Es ist schon ein starkes Stück, gestandenen Wissenschaftlern zu unterstellen, sie hätten keine “Sachverhaltskenntnis” und würden ihre Stellungnahmen “raushauen”, weil sie “mal ein bisschen Zeit” hätten. Dass “Jessica” es als “Fakt” darstellt und sich unter einem Pseudonym verbirgt, spricht aber schon für sich.
Das belegt jetzt schon einige der Denkmuster, die gerade kritisiert werden müssen. 1. Virologen sind auch nicht alle einer Meinung, und man kann als einigermaßen intelligenter Mensch den Unterschied zwischen einer ZeroCovid-Strategie und einem gezielten Schutz der Risikogruppen schon noch erkennen. Außerdem geht es gerade NICHT darum, NUR das Virus zu bekämpfen, sondern es müssen die Kollateralschäden auch in den Blick genommen werden. Für die verfassungsrechtliche Beurteilung, dass eine mono-target-Politik, die alles hinter die Schutzpflichten des Staates zurückstellt, mit dem GG kaum vereinbar ist, braucht man nicht einmal Sachverhaltskenntnis über das Virus – dass es die Menschheit nicht ausradiert darf man wohl mal als allgemeinkundig unterstellen. Und diejenigen, die meinen, der Verfassungsstaat müsse so handeln, wie er es tut, haben ja auch nicht mehr Sachkunde als die Gegner. Und die Virologen können auch nicht regieren.
Was hier passiert, ist toxisch. Politik versucht jetzt offenbar, Personen, deren wissenschaftliche Expertise und Integrität über jeden Zweifel erhaben sind, mit rufschädigenden Mitteln zu diskriminieren – damit auch andere bitte künftig den Mund halten mögen. Wer mit wissenschaftlich sehr gut begründeten Argumenten der herrschenden politischen Meinung widerspricht, wird fertig gemacht. Das ist nicht nur unmoralisch, sondern es stellt den offenen Verfassungsstaat in Frage.

Angezeigte Informationen
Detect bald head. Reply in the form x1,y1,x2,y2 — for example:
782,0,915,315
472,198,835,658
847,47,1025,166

Auftrag 1
Liste alle Ausdrücke auf, die im Seitenauszug in Anführungszeichen stehen.
Auftrag 2
Wiederhole aus dem Seitenauszug wortgetreu alles von „Es ist schon“ bis hinunter zu „schon für sich.“.

Schriftliche Antwort 1
Sachverhaltskenntnis
raushauen
mal ein bisschen Zeit
Jessica
Fakt

Schriftliche Antwort 2
Es ist schon ein starkes Stück, gestandenen Wissenschaftlern zu unterstellen, sie hätten keine “Sachverhaltskenntnis” und würden ihre Stellungnahmen “raushauen”, weil sie “mal ein bisschen Zeit” hätten. Dass “Jessica” es als “Fakt” darstellt und sich unter einem Pseudonym verbirgt, spricht aber schon für sich.